*REQUIRED ACTION*
Carry on the supportive reply below about feeling empty and lacking a personality, beginning directly after its final sentence.

I get what your saying- I'm not sure the full reason but there could be many and I'm not a diagnosis person; I've just seen a whole lot of different people with disorders and problems which affect their mental health through my own life and being in and out of treatment.

What I will say is, that you appear to have an opinion- even if you don't feel it's yours. Unless someone else is typing for you, you do have an opinion and have experiences you don't want to repeat for example- that's a formed part of your life and mind which makes you very much not a blank slate. This is part of you and even if it's all you've got (and I don't believe that's all there is to you btw) it's got to be worth working and building on. You should celebrate and value the parts of you that say who you are: your likes, dislikes are a start and though it's a little bit bitter-sweet because you've had a rough deal to get to the point of view you have about the systems around you, it is perhaps a sliver lining (trying to not sound like I'm just reeling off a book of phrases here!!).

Seriously though, I understand what your saying when you say you feel like you don't have a personality and are empty. I get that. I just think that you can't see what maybe others can see. I see a person who has real life experiences which has shaped them- even without this previous hospital experience I think you will have had to have experiences to shape who you are and that makes you different to say, people from another town or country or place, I know you can't see it and you are most likely this far from wanting to hit the screen I've typed on because you probably think I'm not seeing what is there but the way you see things isn't the way I see things and that is another part of what makes you who you are: your opinion, your experiences and what you see is different from what others see and believe.

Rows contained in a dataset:

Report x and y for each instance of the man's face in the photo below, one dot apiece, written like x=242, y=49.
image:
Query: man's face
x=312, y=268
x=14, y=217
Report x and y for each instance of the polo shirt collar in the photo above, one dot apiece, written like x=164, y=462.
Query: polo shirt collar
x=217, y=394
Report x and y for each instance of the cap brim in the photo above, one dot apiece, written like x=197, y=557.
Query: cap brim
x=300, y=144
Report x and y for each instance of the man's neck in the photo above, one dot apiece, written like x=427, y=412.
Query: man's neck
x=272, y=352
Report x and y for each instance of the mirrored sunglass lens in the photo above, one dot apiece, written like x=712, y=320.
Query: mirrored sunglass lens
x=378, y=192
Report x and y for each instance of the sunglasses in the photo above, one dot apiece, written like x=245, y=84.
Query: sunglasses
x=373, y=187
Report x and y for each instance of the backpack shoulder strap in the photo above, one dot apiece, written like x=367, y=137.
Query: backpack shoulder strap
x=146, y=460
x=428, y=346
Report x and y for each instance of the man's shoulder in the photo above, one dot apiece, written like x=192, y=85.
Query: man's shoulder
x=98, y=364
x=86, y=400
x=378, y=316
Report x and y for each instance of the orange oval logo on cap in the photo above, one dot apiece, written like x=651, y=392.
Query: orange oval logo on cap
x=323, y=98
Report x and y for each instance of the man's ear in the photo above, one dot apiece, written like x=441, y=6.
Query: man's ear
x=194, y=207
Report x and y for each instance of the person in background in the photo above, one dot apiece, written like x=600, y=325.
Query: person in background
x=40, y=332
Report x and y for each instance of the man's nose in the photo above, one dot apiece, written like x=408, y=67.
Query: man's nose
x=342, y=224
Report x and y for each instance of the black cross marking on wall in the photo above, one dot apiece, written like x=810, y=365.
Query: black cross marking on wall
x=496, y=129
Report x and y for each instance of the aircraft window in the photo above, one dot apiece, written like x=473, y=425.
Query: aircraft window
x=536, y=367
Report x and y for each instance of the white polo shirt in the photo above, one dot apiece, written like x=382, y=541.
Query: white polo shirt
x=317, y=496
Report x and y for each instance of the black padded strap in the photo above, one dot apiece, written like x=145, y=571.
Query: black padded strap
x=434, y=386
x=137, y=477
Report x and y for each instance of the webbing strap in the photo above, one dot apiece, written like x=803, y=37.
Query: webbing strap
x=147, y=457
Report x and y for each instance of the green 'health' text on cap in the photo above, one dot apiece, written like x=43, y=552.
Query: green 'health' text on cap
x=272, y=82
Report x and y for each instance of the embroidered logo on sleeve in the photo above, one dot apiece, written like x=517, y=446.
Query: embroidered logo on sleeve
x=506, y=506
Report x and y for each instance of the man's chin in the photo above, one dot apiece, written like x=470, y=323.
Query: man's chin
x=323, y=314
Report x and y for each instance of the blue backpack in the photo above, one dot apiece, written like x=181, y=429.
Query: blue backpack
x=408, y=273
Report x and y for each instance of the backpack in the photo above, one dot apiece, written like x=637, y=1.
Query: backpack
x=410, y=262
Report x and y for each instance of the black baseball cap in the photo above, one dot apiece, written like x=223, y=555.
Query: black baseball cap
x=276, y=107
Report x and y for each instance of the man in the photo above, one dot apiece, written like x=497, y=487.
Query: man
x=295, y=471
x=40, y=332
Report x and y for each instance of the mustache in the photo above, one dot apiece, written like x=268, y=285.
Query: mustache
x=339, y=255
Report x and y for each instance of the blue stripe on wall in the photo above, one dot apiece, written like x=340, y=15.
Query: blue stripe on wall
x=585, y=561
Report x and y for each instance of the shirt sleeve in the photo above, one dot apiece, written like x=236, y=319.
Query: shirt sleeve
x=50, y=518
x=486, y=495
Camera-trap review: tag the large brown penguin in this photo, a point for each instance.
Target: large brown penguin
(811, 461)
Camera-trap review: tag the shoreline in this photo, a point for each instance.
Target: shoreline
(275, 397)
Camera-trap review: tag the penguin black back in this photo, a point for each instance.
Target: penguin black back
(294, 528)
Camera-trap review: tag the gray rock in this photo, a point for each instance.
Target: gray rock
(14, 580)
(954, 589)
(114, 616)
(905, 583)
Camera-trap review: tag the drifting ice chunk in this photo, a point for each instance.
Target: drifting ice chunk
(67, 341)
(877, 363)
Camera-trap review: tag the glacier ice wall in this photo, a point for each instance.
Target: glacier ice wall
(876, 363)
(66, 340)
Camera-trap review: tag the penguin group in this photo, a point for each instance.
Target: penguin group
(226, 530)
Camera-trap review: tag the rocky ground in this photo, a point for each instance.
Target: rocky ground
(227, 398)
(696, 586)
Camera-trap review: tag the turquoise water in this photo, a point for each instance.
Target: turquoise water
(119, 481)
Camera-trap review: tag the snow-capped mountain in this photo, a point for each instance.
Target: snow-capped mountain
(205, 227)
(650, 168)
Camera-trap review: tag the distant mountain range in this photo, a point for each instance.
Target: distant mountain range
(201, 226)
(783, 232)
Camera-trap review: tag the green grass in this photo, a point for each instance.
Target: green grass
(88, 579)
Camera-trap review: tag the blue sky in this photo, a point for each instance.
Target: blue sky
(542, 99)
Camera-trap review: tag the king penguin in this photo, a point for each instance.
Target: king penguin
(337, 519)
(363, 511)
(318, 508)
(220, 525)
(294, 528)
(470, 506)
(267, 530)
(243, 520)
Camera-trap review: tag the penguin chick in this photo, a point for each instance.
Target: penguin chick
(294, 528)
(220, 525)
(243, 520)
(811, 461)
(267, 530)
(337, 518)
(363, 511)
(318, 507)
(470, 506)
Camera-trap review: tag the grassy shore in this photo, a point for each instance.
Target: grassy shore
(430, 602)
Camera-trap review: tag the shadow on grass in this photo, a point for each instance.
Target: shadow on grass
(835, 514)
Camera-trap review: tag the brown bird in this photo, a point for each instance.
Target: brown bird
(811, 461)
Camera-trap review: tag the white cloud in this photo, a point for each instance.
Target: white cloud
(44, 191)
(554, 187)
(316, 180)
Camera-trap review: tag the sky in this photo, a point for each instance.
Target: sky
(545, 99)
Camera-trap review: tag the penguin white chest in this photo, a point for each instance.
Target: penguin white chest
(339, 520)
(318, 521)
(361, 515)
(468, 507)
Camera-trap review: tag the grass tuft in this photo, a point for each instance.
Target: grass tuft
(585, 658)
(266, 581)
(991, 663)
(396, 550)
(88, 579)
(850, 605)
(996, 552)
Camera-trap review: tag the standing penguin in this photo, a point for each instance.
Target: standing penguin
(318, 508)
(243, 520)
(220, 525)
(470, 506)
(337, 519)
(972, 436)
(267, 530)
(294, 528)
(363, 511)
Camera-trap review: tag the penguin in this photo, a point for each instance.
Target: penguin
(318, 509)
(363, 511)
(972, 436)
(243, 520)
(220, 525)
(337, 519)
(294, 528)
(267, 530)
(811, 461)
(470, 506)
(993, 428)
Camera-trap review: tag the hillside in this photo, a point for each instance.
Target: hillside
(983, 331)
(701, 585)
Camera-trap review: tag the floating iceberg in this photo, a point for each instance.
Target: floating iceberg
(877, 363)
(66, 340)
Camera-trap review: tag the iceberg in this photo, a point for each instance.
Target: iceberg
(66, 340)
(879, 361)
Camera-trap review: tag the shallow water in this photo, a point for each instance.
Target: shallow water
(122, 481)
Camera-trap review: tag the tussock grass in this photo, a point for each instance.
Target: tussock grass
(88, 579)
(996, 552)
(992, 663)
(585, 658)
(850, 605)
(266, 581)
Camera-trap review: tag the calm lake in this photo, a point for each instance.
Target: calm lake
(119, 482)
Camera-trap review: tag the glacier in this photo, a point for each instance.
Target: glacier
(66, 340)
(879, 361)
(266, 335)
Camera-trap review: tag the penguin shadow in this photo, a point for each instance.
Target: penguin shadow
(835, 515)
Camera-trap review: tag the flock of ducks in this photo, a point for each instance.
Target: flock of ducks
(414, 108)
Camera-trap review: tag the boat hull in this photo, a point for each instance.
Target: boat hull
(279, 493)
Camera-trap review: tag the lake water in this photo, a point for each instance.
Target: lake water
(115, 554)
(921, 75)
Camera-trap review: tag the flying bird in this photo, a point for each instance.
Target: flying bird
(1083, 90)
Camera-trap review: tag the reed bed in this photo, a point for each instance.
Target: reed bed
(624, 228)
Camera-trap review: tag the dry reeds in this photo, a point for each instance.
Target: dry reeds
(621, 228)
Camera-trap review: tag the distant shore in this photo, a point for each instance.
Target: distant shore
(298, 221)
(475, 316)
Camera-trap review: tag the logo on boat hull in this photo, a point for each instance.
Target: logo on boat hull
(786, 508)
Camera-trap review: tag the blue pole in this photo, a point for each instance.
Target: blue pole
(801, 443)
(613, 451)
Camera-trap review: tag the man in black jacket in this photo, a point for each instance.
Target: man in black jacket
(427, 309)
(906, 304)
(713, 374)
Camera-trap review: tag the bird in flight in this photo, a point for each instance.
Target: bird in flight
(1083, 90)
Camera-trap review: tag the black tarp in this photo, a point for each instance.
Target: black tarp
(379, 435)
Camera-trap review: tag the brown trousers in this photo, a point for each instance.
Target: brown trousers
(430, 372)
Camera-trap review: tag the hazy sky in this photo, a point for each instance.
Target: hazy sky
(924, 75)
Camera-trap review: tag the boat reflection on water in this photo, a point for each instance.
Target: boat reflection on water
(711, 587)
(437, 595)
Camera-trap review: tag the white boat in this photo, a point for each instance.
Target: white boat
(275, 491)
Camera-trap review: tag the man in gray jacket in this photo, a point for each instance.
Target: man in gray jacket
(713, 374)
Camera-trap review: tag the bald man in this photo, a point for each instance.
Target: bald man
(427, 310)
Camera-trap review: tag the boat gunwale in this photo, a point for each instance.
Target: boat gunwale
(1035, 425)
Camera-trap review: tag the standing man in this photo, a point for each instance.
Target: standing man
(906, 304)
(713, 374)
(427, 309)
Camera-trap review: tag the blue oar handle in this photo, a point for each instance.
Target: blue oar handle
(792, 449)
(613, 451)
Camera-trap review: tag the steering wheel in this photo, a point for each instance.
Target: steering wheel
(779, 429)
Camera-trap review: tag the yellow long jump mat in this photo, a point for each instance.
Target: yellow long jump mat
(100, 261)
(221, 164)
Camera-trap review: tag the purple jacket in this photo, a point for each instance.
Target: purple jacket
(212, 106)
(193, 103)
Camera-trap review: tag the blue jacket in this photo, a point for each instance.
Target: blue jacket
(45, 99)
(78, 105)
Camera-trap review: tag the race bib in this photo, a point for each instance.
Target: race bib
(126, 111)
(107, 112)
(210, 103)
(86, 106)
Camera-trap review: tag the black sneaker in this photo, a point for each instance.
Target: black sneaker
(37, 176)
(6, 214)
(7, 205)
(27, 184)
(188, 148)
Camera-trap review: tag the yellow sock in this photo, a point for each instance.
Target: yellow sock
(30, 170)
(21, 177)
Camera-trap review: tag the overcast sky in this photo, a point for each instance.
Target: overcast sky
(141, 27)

*TASK OUTPUT*
What would be helpful though is to be talking to your psychologist about how you feel because it's important stuff. I know you have said you don't feel there is anything there and you don't feel like a real person, but is that a reason to not say what's going on for you? I don't get why the way you feel means other people wont listen to what you want or don't want happening in your treatment. Just because it's how it feel, doesn't mean that's how it is and what others believe about you.

Have you tried to talk about feeling you don't feel listened to? You can work on having the past not repeat itself but that wont happen by itself, it needs your input.